Exercise
Searching the material below, find each line that includes the word "young", and copy it.

Records for this task

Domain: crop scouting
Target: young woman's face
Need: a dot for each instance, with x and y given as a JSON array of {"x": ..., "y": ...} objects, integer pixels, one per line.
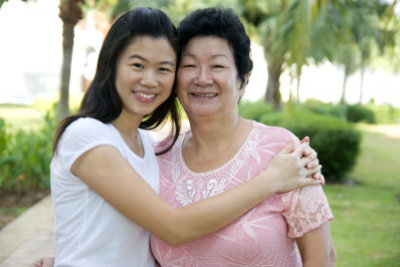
[
  {"x": 207, "y": 80},
  {"x": 145, "y": 74}
]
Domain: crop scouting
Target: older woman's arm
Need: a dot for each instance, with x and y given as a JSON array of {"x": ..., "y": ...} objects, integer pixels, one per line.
[{"x": 316, "y": 247}]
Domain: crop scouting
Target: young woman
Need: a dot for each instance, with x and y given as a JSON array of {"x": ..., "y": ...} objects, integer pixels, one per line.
[
  {"x": 104, "y": 174},
  {"x": 223, "y": 151}
]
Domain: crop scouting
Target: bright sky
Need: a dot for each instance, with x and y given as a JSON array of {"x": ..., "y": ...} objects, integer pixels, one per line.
[{"x": 31, "y": 44}]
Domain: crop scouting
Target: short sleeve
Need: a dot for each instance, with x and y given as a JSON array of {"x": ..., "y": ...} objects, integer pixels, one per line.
[
  {"x": 81, "y": 136},
  {"x": 305, "y": 209}
]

Task response
Target: young woman's face
Target: young woman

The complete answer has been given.